## BEGIN

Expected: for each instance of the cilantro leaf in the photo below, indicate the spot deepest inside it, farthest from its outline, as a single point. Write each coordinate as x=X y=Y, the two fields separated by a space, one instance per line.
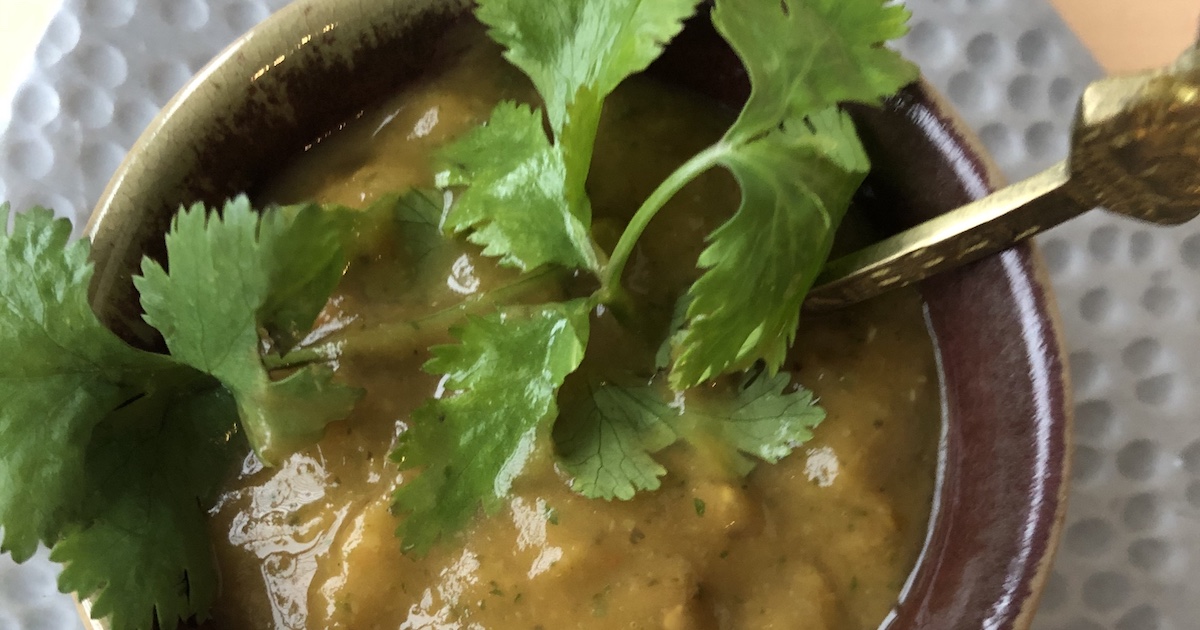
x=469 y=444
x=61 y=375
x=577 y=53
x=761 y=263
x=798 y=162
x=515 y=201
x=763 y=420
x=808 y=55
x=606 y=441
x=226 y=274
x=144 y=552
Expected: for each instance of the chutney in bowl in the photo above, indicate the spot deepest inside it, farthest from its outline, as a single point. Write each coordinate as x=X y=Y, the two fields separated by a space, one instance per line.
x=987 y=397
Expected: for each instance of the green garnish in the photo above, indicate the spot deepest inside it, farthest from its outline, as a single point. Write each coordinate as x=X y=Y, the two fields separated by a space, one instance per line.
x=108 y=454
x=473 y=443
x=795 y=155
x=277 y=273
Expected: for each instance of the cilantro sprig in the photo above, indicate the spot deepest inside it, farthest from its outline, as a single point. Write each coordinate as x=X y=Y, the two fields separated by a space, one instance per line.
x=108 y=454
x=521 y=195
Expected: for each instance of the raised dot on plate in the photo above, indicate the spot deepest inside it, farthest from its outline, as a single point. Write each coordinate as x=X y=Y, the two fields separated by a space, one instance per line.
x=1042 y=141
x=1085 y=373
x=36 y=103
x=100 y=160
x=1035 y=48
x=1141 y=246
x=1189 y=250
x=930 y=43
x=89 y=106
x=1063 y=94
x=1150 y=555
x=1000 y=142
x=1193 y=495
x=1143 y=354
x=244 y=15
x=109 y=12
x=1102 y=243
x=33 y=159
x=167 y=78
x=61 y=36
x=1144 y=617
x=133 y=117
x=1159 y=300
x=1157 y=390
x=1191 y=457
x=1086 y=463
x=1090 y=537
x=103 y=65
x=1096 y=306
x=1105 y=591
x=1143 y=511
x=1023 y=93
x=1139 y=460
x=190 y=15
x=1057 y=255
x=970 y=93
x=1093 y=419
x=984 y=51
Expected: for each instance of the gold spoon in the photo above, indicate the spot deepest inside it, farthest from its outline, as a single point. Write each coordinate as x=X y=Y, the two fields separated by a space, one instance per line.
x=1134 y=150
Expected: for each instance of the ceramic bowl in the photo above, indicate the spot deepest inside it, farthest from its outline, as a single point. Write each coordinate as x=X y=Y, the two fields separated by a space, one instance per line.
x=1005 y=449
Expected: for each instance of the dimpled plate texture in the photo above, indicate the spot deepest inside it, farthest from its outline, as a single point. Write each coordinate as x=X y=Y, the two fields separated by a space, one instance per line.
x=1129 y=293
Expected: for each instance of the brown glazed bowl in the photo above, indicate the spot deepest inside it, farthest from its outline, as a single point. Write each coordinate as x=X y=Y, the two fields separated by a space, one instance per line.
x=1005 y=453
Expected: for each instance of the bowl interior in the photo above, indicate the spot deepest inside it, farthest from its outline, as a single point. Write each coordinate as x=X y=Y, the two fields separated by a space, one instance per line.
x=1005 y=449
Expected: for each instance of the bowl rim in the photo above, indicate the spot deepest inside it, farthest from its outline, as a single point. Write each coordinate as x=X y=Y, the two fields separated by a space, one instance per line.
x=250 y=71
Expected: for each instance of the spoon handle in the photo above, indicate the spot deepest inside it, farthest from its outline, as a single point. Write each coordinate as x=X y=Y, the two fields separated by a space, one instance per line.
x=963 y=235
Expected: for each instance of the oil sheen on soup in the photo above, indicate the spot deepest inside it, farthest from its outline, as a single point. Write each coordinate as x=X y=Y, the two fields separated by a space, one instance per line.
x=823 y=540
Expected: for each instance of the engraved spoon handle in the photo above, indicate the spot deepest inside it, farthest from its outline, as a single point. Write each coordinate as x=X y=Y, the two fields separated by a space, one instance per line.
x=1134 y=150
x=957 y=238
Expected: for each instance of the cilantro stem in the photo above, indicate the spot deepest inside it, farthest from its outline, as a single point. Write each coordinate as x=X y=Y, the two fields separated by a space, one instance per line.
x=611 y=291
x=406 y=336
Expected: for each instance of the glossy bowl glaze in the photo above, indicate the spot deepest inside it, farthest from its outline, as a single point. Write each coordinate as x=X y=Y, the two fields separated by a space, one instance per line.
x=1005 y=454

## END

▶ [Exercise instructions] Could you copy all of the entries above word for word, leaving out the picture?

▶ [Answer below]
Expected: for each instance of the cilantro leaf in the photo below, indicate the spot deepest inside it, farthest from its outline, as a single point. Write each coordinate as x=X y=Y, the two fields separated by a space, one instance per line.
x=469 y=444
x=61 y=375
x=577 y=53
x=761 y=263
x=798 y=162
x=515 y=201
x=763 y=420
x=808 y=55
x=606 y=441
x=226 y=274
x=144 y=552
Expected: for each instance of the chutney in bowl in the photo above, indicate the spot deepest inside it, farthest from its outline, as a single point. Write each coordinate as x=X y=Y, the two fields separated by a space, one instance per line.
x=987 y=397
Expected: for each instance of the green garnish in the photo above, indicate the spot deepest inside it, farthest from its outline, as a single point. Write each coordinate as x=X y=Y, the two fields separated by a space, one instance per line.
x=108 y=454
x=473 y=443
x=795 y=155
x=277 y=273
Expected: for each instance of the cilantro sprig in the photo above, indicate the spot deepest inside it, farthest from its outline, as a single point. Write each coordinate as x=X y=Y, the two fields separated by a space, one instance per line.
x=108 y=454
x=521 y=195
Expected: for each instance of the raised dot on plate in the photo above, indicate the spot deepest inside it, farthest from its outline, as a single point. Write each coordinate as x=X y=Y, the two fields separated by a space, one instance per line.
x=1042 y=141
x=1085 y=373
x=36 y=103
x=100 y=160
x=1035 y=48
x=1141 y=246
x=1189 y=250
x=930 y=43
x=89 y=106
x=1063 y=94
x=1150 y=555
x=1000 y=142
x=1193 y=495
x=1143 y=354
x=244 y=15
x=109 y=12
x=1102 y=243
x=33 y=159
x=167 y=78
x=61 y=36
x=1144 y=617
x=133 y=117
x=1159 y=300
x=1157 y=390
x=1191 y=457
x=1086 y=463
x=1090 y=537
x=103 y=65
x=1096 y=306
x=1105 y=591
x=1143 y=511
x=1023 y=93
x=1139 y=460
x=190 y=15
x=1057 y=255
x=970 y=93
x=1093 y=419
x=984 y=51
Expected: for each instance of the gold spoon in the photo above, indicate the spot deepest inside it, farthest from its outline, as a single point. Write each coordinate as x=X y=Y, the two fields separated by a space, one instance per line.
x=1134 y=150
Expected: for each instance of the ceramic bowl in the photo above, indicate the spot deepest inside it, farthest from its outline, as a single point. Write each coordinate as x=X y=Y, the two fields separated by a space, one instance per line.
x=1005 y=449
Expected: for each instance of the dimpled plate texture in the photo above, indicate the spot deepest inside it, farthest from its outline, as a single point. Write each coordinate as x=X y=Y, the two fields separated by a space, one instance per line.
x=1129 y=293
Expected: for each instance of the brown glazed bowl in the photo above, indicate the spot deepest inside it, farthest from its outline, as a single point. Write each coordinate as x=X y=Y, the two fields separated by a space, one instance per line.
x=1005 y=453
Expected: for each instance of the bowl interior in the photo above, indicate the spot deepest inside it, farthest from its outline, as a single point. Write each coordinate as x=X y=Y, the two fields separated by a space, one instance per line.
x=1005 y=449
Expected: for each instance of the bowl rim in the photo above, indicate the spot deepest inside it, farthest from its outline, as a single point. Write each coordinate as x=X y=Y, the two fields separated by a space, one instance per line.
x=250 y=71
Expected: for each instance of the spoon handle in the photo above, indicate the spot deepest inside it, farthest from its outline, as a single point. Write each coordinate as x=X y=Y, the two fields separated by a space, one instance per line.
x=963 y=235
Expected: for each instance of the oil sheen on soup in the photo above, indicate the spot deepest inside it, farthest from its outline, as a single point. Write each coordinate as x=X y=Y, the two fields separated by a space, one instance per line.
x=823 y=540
Expected: for each instance of the engraved spoon handle in the photo above, indicate the spot deepest inside it, farthest from its outline, as a single point. Write each coordinate as x=X y=Y, the two fields separated by a space, one instance per line.
x=1134 y=150
x=957 y=238
Expected: for each instance of the cilantro stem in the photo above, indicate the spot deepest inside it, farthest from its outline, as a single point. Write each coordinate as x=X y=Y, the two fields separated by a space, one instance per line.
x=611 y=291
x=406 y=336
Expected: for each instance of the glossy bowl glaze in the photo above, indicate the spot deepest inside it, farthest from its outline, as a single point. Write each coordinate as x=X y=Y, the two fields separated by a space, one instance per line.
x=1005 y=454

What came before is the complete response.